Prólogo
Por motivos que no vienen a cuento, a G. sólo puedo
verla una vez al año, durante el verano, cuando llega de visita todo un mes. El
mundo se convierte entonces en un mejor lugar para vivir, en un planeta más
manejable: ya no hay un océano kilométrico que me separe de ella, ni tampoco un
puñado de horas de diferencia. Incluso puedo abrazarla siempre que me apetezca.
Sé que muchos darían lo que fuera por tener lo
mismo que yo: la garantía de que al menos una doceava parte del año será feliz.
Sin embargo, para dos personas que se quieren tanto como nosotros, treinta y un
días juntos resulta siempre una cifra muy escasa.
¡Qué le vamos a hacer! Las circunstancias son las
que son, y tenemos que adaptarnos a ellas si pretendemos que también sean
alegres los restantes once meses del año. A mi hermana pequeña y a mí nos toca
aprender a cuidarnos a pesar de la distancia, a estar presentes cuando en
realidad no lo estamos, y a aprovechar al máximo tanto el tiempo que pasamos
juntos, como aquel en que vivimos separados.
Las vacaciones son doblemente intensas cuando ella
está conmigo, ya que podemos pasear, conversar y reírnos sin hacer el esfuerzo
anímico de imaginarnos cerca. Preparamos juntos la comida e intercambiamos
nuestros reproductores de música; vemos mis películas favoritas y ella aguanta
pacientemente a que llegue el turno de ver las suyas. También salimos a dar una
vuelta al parque más cercano o a tomar unos helados; bañamos al gato, nos
curamos mutuamente las heridas, y antes de que nos demos cuenta, el tiempo se
ha agotado…
Hablando de películas: Hace unos años la obligué a
ver conmigo las mejores obras de animación de Disney…, y digo que la obligué porque aquello acabó siendo
tortuoso para ambos. Yo sospechaba que ella dejaría de ser una niña con
inminencia –que pronto renegaría de cualquier historia que supusiera afectada y
ñoña–, y temí que no viese a tiempo algunos clásicos. Sobre todo sentí pena por
Pinocho (1940): un film que marcó mi infancia y que comparte un curioso
poder evocador con las tartas de nuestra abuela. Mi error estuvo en esperar que
G. le encontrara el mismo encanto al film, pues ella se hallaba en una edad
limítrofe con la adolescencia cuando lo vimos juntos. Además, siempre fue una
niña más madura y sensata que su hermano mayor.

(Fragmentos del conjunto de datos de señalamiento)
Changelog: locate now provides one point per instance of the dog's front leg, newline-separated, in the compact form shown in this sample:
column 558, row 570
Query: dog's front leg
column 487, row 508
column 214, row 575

--

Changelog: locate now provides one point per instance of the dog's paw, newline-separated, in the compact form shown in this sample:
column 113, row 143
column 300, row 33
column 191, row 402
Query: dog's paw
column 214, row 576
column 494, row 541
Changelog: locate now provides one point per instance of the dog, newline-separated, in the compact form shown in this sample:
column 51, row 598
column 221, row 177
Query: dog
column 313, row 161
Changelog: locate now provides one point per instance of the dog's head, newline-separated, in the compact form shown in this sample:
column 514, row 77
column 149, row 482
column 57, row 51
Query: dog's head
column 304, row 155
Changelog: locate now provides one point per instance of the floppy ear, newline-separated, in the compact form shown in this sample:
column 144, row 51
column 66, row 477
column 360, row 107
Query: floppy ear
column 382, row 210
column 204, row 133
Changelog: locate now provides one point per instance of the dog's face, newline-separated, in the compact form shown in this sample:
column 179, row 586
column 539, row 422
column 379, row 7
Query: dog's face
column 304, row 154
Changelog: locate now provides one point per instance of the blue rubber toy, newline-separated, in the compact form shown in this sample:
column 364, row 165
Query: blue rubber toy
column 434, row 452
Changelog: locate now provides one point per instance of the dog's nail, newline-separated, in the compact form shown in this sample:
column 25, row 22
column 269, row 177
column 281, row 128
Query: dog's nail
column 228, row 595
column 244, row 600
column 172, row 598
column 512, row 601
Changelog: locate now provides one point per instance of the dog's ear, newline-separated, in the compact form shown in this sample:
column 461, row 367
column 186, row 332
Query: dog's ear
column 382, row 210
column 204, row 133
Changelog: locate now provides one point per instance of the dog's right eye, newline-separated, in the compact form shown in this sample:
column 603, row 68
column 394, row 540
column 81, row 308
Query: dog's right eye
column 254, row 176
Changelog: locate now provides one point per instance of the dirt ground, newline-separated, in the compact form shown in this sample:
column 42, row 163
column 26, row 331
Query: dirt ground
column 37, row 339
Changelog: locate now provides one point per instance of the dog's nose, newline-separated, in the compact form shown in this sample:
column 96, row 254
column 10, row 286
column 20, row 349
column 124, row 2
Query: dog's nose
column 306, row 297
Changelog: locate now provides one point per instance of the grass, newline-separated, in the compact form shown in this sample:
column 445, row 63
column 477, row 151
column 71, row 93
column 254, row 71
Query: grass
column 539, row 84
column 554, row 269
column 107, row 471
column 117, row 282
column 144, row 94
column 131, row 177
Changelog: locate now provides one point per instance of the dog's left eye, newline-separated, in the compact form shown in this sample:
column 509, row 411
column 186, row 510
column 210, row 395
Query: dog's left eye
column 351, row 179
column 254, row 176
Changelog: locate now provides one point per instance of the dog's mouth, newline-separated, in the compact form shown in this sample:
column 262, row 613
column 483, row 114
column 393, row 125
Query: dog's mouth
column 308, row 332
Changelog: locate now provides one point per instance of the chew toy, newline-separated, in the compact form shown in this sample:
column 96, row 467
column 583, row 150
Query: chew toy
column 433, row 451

## INSTRUCCIONES DE TRABAJO
Prosiga el prólogo sobre las visitas veraniegas de la hermana pequeña a partir de su última oración. Las líneas del conjunto de datos constituyen un material aparte, sin relación con el prólogo.

## RESPUESTA
A los dos nos ocurrió que un día, de súbito,
dejamos de creer en cuentos de hadas. En su caso sucedió pronto, y en el
mío, cuando ya era demasiado tarde y a pesar de mis protestas. ¿Acaso alguien
que ha visto cientos de veces Pinocho no batallaría con vehemencia
contra la madurez para preservar su mitología particular? Esa misma fe que me
enseñó a creer en unicornios, dragones y Príncipes Azules, aunque luego
descubriera (a la fuerza) que sólo eran metáforas de un Mundo más hermoso y
perverso que éste.
Las historias sobre hadas madrinas no siempre
fueron tan almibaradas como las que yo consumí en cantidades ingentes de pequeño.
Los cuentos tradicionales pintaban, aparte de paisajes bellos, retratos
terribles y oscuros; nos hablaban de bosques plagados de seres crueles, prestos
a alimentarse de nosotros al menor descuido. Eran las historias cautelares de
antaño: enseñanzas en forma de relato que nos prevenían del peligro; mitos que,
al ser verbalizados, exorcizaban los terrores de un narrador que se sabía
incapaz de proteger al oyente en todo momento. En resumen: fábulas que
inoculaban en el público sus lecciones, con la esperanza de que éste generara
sus propias defensas. Las madres y los padres suspiraban aliviados después de
recitar tales cuentos; los tutores más responsables lograban conciliar el sueño
al caer la noche, y el planeta seguía su curso.
A finales del siglo XIX, los cuentos cautelares
comenzaron a sufrir una importante transformación, que prácticamente había
suprimido cualquier rastro de horror en ellos tras la segunda guerra mundial,
apenas cincuenta años después. El mundo real era entonces un lugar lo
suficientemente peligroso y desagradable como para que en los reinos
fantásticos –el último bastión de la inocencia– también hubiera belicismo,
hambre y miseria, así que se trató de un ajuste necesario. El cuento
decimonónico debía convertirse en una fiera domesticada y mansa para que
alguien quisiera adoptarla.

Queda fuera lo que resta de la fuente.